* begin DATA EXCERPTS *

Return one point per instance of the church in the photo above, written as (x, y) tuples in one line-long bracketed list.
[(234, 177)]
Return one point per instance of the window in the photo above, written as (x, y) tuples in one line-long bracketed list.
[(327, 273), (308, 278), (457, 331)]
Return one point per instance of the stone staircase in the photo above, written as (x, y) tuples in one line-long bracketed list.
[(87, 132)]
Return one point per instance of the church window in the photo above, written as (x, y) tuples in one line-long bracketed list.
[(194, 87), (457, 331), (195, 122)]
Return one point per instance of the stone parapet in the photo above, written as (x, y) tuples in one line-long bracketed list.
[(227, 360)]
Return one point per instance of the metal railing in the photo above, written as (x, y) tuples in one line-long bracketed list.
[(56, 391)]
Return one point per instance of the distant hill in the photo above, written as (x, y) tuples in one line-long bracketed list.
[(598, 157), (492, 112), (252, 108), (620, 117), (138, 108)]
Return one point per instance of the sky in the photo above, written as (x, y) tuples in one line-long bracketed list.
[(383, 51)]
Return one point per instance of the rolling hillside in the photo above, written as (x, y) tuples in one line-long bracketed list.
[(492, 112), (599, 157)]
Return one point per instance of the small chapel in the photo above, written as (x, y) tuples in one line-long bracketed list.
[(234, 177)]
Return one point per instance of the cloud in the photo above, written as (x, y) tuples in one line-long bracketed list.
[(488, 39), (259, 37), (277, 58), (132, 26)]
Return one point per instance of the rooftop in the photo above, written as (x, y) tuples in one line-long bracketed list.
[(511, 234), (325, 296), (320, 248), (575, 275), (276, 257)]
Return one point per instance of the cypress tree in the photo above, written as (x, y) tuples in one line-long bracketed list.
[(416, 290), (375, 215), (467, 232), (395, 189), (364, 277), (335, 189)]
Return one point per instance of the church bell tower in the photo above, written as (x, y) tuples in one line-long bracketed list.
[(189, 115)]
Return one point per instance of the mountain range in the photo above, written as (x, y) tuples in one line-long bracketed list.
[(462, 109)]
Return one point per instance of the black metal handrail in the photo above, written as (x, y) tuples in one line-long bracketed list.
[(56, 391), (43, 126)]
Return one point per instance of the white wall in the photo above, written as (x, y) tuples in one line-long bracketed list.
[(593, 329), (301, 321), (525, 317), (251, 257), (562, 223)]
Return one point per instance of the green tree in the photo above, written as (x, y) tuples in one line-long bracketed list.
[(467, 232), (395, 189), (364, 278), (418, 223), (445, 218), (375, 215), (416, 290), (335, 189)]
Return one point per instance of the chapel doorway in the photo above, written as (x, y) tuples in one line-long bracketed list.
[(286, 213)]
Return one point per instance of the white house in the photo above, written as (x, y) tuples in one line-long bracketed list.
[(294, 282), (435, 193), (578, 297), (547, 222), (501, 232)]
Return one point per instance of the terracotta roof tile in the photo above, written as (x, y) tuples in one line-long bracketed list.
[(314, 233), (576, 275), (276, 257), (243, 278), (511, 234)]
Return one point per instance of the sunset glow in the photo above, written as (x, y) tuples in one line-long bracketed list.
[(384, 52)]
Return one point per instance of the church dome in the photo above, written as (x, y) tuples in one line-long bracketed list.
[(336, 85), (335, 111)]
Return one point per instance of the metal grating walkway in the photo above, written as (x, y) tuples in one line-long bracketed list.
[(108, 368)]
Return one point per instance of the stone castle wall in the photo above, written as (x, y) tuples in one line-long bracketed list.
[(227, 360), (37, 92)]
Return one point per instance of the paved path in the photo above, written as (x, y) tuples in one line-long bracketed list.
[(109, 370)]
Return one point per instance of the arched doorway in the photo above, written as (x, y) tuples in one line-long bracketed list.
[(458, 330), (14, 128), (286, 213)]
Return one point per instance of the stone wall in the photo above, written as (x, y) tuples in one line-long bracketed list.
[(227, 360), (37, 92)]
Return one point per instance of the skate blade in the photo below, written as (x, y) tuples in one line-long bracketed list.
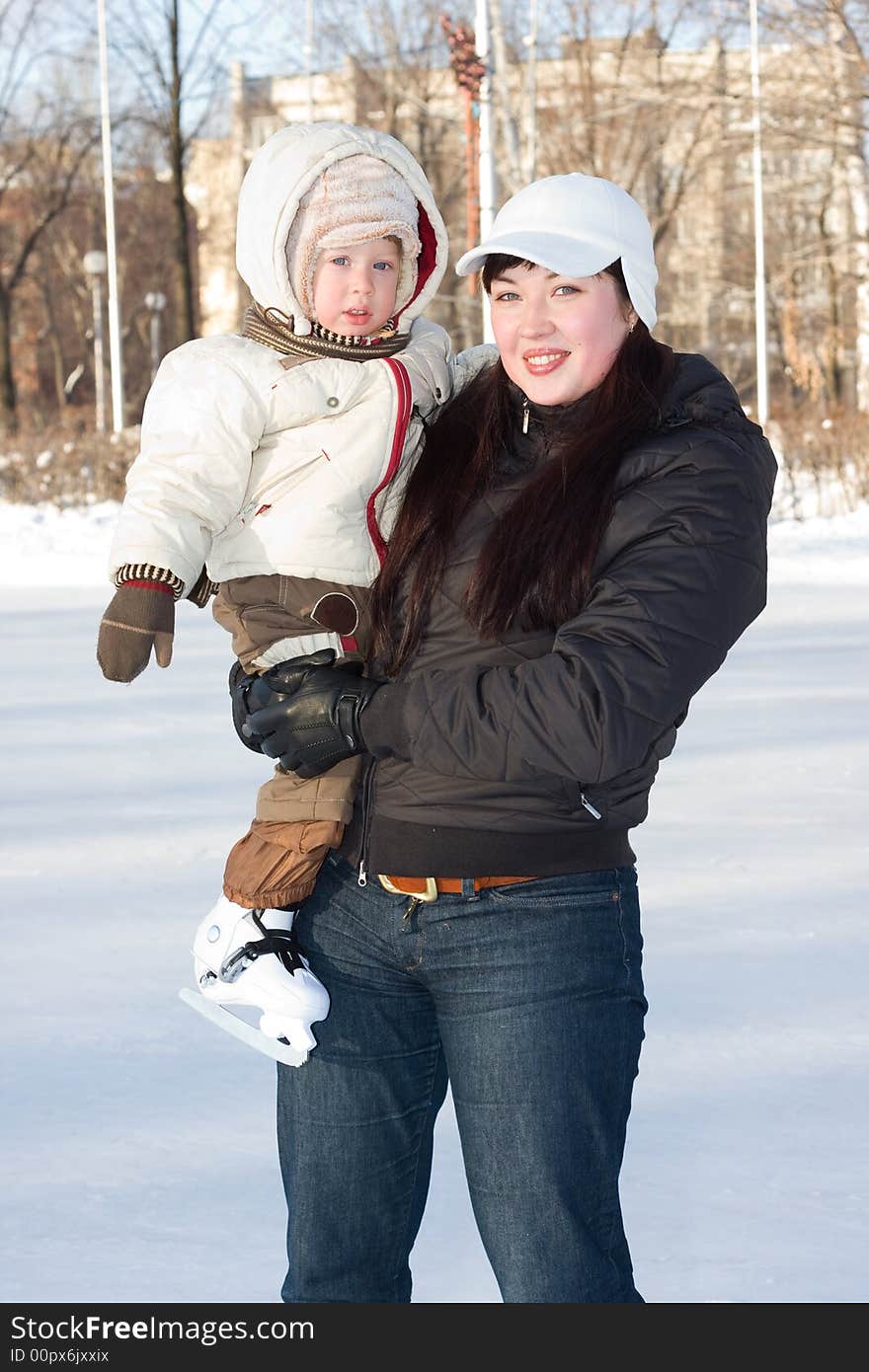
[(243, 1030)]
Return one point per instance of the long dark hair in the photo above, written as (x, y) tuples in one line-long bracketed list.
[(535, 564)]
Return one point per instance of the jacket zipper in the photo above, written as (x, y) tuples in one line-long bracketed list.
[(366, 787), (403, 419)]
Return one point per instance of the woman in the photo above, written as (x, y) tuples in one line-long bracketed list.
[(581, 544)]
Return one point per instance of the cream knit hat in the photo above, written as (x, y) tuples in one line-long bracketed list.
[(356, 199)]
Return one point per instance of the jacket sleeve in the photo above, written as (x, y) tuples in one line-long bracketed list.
[(429, 358), (200, 424), (681, 572)]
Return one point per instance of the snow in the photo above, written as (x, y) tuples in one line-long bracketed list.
[(140, 1160)]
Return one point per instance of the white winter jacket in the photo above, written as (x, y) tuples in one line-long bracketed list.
[(249, 468)]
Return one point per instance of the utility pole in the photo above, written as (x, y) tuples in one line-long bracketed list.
[(486, 159), (95, 265), (759, 267), (155, 302), (309, 56), (530, 95), (468, 71), (115, 313)]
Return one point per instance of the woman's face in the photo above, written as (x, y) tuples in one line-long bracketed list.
[(558, 335)]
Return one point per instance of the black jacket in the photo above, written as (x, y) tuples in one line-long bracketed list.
[(535, 753)]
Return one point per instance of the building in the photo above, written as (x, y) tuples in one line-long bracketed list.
[(675, 129)]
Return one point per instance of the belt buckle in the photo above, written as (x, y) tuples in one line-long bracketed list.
[(425, 897)]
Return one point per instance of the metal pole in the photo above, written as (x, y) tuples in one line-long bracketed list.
[(759, 269), (99, 375), (531, 94), (309, 56), (155, 302), (115, 313), (486, 161)]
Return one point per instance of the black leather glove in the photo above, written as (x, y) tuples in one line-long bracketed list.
[(240, 683), (308, 714)]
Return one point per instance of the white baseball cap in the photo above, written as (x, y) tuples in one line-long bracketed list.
[(576, 225)]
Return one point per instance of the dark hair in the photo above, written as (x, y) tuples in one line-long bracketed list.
[(535, 566)]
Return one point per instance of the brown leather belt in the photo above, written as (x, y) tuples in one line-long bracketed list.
[(429, 888)]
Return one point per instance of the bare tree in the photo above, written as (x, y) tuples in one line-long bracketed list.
[(178, 58), (45, 140)]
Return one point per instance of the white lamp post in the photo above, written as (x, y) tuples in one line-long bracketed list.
[(759, 269), (486, 159), (95, 265), (115, 312)]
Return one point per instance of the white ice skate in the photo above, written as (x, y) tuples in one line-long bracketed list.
[(250, 957)]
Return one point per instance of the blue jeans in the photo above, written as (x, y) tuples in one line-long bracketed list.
[(528, 1001)]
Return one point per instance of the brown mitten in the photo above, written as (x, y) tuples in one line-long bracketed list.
[(137, 618), (276, 864)]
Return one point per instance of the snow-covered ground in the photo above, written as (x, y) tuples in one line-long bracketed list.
[(140, 1161)]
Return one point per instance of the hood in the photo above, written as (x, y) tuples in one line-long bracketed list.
[(284, 168), (700, 394)]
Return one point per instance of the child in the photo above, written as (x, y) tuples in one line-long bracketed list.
[(274, 464)]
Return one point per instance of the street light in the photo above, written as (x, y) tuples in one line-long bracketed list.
[(97, 265), (155, 302)]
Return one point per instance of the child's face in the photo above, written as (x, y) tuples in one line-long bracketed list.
[(355, 287)]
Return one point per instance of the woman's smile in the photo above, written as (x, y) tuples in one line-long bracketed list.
[(540, 364), (533, 310)]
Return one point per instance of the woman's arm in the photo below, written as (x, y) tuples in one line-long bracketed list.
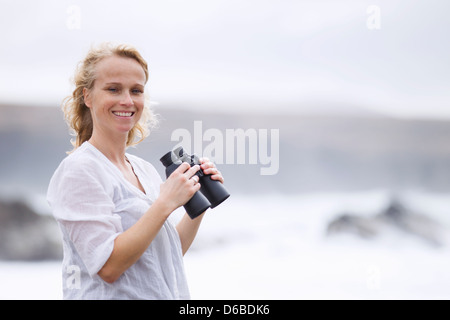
[(131, 244), (188, 228)]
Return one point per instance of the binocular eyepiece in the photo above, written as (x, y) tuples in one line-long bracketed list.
[(211, 193)]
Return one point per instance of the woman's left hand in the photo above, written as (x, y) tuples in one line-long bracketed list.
[(209, 168)]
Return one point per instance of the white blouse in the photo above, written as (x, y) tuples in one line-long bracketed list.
[(93, 203)]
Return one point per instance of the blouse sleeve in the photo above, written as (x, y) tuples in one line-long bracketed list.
[(84, 207)]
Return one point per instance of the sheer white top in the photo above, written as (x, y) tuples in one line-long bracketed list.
[(93, 203)]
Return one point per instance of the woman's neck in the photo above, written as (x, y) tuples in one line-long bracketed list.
[(113, 149)]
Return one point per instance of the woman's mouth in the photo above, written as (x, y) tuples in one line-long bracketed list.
[(123, 114)]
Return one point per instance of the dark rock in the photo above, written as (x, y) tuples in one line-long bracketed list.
[(395, 216), (26, 235)]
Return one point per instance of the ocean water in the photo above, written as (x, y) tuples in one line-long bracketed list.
[(276, 247)]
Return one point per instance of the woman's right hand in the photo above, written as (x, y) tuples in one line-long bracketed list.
[(180, 186)]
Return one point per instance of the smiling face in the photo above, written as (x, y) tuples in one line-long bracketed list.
[(116, 99)]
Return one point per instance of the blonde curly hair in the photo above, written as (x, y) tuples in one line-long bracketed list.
[(78, 115)]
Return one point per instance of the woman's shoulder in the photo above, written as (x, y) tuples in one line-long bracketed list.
[(142, 164), (81, 160)]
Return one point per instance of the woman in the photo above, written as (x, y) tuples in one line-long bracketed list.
[(112, 207)]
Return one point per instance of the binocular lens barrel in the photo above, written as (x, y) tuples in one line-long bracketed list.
[(212, 192)]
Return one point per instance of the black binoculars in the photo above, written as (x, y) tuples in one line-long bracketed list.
[(211, 193)]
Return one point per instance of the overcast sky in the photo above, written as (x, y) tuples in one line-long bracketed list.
[(242, 55)]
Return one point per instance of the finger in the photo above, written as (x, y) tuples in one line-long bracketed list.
[(204, 159), (218, 177), (210, 170), (195, 178), (183, 167), (208, 164), (189, 173)]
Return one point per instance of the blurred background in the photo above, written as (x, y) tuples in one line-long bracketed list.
[(359, 207)]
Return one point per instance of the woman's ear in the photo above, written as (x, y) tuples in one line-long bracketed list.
[(86, 97)]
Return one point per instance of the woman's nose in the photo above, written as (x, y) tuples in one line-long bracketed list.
[(127, 100)]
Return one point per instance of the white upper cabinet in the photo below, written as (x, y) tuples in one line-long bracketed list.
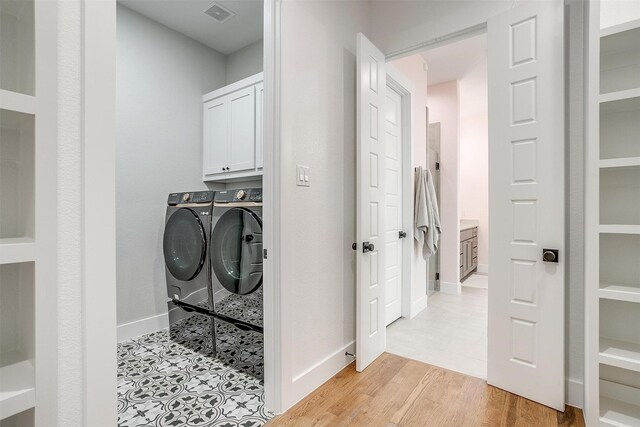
[(242, 126), (216, 141), (232, 135)]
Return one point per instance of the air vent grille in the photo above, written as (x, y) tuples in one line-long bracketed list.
[(219, 12)]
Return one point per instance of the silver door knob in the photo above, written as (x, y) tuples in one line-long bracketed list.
[(550, 255)]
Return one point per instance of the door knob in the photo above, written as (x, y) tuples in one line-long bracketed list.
[(550, 255)]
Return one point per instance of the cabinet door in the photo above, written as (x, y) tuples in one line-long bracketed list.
[(242, 123), (259, 123), (215, 136)]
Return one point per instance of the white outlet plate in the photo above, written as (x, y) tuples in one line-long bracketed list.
[(302, 176)]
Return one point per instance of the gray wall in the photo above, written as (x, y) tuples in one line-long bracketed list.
[(244, 62), (161, 76)]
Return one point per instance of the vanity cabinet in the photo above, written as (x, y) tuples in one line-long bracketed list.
[(468, 252), (232, 134)]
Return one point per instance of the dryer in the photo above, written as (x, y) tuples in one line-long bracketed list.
[(236, 256)]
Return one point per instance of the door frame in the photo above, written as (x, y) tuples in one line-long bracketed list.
[(461, 35), (98, 55), (401, 85)]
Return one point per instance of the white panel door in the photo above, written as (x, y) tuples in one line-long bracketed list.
[(370, 306), (526, 201), (242, 121), (259, 124), (216, 146), (393, 205)]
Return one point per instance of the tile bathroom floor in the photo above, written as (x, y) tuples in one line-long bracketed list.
[(176, 382), (450, 333)]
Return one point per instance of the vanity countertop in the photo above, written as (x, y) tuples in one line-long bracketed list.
[(466, 224)]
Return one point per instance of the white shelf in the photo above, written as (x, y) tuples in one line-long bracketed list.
[(18, 102), (13, 250), (619, 292), (617, 413), (620, 28), (619, 229), (620, 95), (624, 162), (620, 354), (619, 405), (17, 391)]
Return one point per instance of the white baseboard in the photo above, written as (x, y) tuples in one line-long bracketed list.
[(141, 327), (312, 378), (418, 306), (450, 288), (575, 392)]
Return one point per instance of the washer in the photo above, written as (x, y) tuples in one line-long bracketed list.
[(236, 257), (185, 245)]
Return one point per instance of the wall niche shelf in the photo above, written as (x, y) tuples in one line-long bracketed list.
[(28, 169), (612, 217)]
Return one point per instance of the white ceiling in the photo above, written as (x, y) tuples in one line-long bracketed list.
[(452, 61), (188, 17)]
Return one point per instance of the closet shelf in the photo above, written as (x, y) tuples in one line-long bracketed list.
[(619, 404), (619, 95), (619, 229), (618, 413), (619, 292), (620, 354), (18, 102), (14, 250), (17, 391), (623, 162)]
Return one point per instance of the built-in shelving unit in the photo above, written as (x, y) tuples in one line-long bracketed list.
[(612, 377), (26, 162)]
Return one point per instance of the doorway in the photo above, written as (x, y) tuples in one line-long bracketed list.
[(526, 202), (451, 331)]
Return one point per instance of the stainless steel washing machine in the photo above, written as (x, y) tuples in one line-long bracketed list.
[(236, 256), (185, 245)]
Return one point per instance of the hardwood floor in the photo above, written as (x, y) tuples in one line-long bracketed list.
[(395, 391)]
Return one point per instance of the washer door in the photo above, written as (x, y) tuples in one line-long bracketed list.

* end DATA EXCERPTS *

WRITTEN TASK =
Copy the entries from the first line down through the line containing "[(511, 234), (325, 296), (320, 248), (575, 275), (276, 257)]", changing "small chapel" to "little chapel" and leaving everything else as it is.

WRITTEN REPLY =
Return one point per instance of the church in the photo above, written as (x, y) tuples in one line-long bracketed list.
[(234, 177)]
Return one point per instance of the window in the photo above, written as (x, y) tuples in one line-long bracketed list.
[(327, 273), (308, 278), (457, 331)]
Return one point per instance of the stone staircase in the photo above, written as (x, y) tuples in one line-long bracketed list.
[(87, 132)]
Return one point per instance of the church window in the photo above, written as (x, y) tuples in one line-long bracketed list.
[(194, 87), (457, 331), (195, 122)]
Return one point per instance of the stone parapet in the photo above, written as (x, y) tuples in one line-long bracketed list.
[(227, 360)]
Return one point per instance of the metal railing in the photo above, written as (x, y) tuples in one line-long bracketed list.
[(56, 391)]
Return one point per instance of the distant hill in the photo above, written as (x, y) tuples in one line-long bracketed list.
[(598, 157), (492, 112), (252, 108), (620, 117), (138, 108)]
Return one point per instance of the sky in the photo above, written as (x, y) tuples in one line-long bracketed list.
[(383, 51)]
Return one point per instance of the rolling hillside in the photo above, written as (x, y) tuples in one line-long bracketed list.
[(492, 112), (599, 157)]
Return one point per instance of the little chapel in the photo above, written as (x, y) tuples in one line-long bracketed list.
[(234, 177)]
Return one point per instance of the cloud in the photo above, written as (x, y) tuples in one line-long bracketed list.
[(488, 39), (259, 37), (277, 58), (132, 26)]
Return one point per instance of the rooftop in the photo above, written as (x, y) tuples in one line-long bracketed list.
[(511, 234), (325, 296), (320, 248), (575, 275), (276, 257)]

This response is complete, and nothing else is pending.